■ **PROBLEMS AND TASKS**:
1. From the article about The Virgin Suicides, reproduce word for word the passage starting at "Sofia Coppola’s debut" and ending at "their religious parents.".
2. According to the article about The Virgin Suicides, what are the name and age of the youngest Lisbon sister?

■ **TEXT SHOWN**:
= = =
Sofia Coppola’s debut feature film, The Virgin Suicides, was recently re-released through The Criterion Collection. The 1999 cult classic starring Kristen Dunst was based off the 1993 novel by Jeffrey Eugenides.
In the book and movie, the story is narrated by the collective voice of teenage boys orbiting and observing the lives of the five Lisbon sisters. The Lisbons are an ethereal and sheltered group of girls attempting to navigate adolescence under the suffocating watch of their religious parents.
The plot opens with the youngest sister, thirteen-year-old Cecilia, attempting suicide while clutching a photo of the Virgin Mary. She is discovered in time and taken to the hospital, which leads to one of the most iconic moments in the film:
Doctor: What are you doing here, honey? You’re not even old enough to know how bad life gets.
Cecilia: Obviously, Doctor, you’ve never been a thirteen-year-old girl.
Image via Blogspot
Apparently, the premise of the film caused legitimate fear leading up to it’s theatrical release. In an interview with Entertainment Weekly, Coppola revealed,
Paramount Classics didn’t really know what to do with it… They were afraid that girls were going to commit suicide if they saw it!
However, for anyone who has read the book or seen the film, the effect of the story is quite the opposite. Because it is narrated from an outsider’s perspective— the neighborhood boys admiring the Lisbon sisters from afar, rather than the Lisbon sisters themselves— the plot highlights the utter confusion and heartbreaking sadness that people are often left with when a loved one commits suicide. As it says in the novel:
It didn’t matter in the end how old they had been, or that they were girls, but only that we had loved them, and that they hadn’t heard us calling, still do not hear us, up here in the tree house… calling them out of those rooms where they went to be alone for all time, alone in suicide, which is deeper than death, and where we will never find the pieces to put them back together.
= = =
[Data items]
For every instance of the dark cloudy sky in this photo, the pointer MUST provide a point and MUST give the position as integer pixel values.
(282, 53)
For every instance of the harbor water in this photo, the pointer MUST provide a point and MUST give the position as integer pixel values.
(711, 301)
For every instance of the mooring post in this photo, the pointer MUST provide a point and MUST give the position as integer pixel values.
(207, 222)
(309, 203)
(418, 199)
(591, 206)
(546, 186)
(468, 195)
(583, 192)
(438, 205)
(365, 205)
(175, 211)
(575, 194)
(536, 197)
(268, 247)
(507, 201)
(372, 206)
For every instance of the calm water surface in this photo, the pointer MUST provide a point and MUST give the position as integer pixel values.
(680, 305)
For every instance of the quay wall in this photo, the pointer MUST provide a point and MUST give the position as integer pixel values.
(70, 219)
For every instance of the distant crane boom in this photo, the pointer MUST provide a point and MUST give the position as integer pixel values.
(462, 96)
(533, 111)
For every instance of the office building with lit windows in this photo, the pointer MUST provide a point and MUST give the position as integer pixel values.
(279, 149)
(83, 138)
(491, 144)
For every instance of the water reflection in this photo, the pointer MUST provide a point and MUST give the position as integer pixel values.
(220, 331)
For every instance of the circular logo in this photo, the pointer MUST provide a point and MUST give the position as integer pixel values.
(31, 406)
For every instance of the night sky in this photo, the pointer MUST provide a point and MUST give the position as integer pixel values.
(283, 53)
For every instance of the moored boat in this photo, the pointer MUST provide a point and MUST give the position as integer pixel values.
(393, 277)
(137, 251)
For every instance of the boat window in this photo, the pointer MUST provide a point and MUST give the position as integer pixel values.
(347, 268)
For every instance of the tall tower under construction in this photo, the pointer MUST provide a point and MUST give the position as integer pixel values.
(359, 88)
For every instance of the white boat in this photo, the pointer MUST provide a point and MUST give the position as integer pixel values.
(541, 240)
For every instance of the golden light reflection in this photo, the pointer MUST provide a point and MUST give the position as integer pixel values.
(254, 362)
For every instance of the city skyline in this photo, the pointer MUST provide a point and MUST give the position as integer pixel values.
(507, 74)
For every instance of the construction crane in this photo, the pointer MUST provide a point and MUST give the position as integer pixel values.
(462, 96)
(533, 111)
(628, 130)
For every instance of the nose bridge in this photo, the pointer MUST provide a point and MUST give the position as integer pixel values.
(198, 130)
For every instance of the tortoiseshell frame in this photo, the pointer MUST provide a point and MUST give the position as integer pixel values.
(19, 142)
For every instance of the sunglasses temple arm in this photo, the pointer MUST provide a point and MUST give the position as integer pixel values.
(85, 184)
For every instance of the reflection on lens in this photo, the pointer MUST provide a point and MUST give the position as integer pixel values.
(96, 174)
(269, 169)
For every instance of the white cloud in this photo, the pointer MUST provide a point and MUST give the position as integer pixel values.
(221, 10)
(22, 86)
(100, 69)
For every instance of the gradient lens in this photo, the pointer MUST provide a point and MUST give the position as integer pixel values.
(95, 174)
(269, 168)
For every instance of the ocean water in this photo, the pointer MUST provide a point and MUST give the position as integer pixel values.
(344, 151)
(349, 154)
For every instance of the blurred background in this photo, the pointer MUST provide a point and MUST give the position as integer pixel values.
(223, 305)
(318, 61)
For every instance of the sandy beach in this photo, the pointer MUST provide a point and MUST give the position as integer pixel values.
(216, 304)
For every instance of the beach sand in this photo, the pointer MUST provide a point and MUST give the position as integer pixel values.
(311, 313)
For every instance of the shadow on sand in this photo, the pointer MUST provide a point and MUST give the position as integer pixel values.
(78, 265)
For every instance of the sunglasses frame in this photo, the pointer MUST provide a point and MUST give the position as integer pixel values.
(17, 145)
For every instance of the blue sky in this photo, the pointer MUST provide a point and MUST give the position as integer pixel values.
= = =
■ **RESPONSES FOR EACH TASK**:
1.
Sofia Coppola’s debut feature film, The Virgin Suicides, was recently re-released through The Criterion Collection. The 1999 cult classic starring Kristen Dunst was based off the 1993 novel by Jeffrey Eugenides.
In the book and movie, the story is narrated by the collective voice of teenage boys orbiting and observing the lives of the five Lisbon sisters. The Lisbons are an ethereal and sheltered group of girls attempting to navigate adolescence under the suffocating watch of their religious parents.

2. Her name is Cecilia, and she is thirteen years old.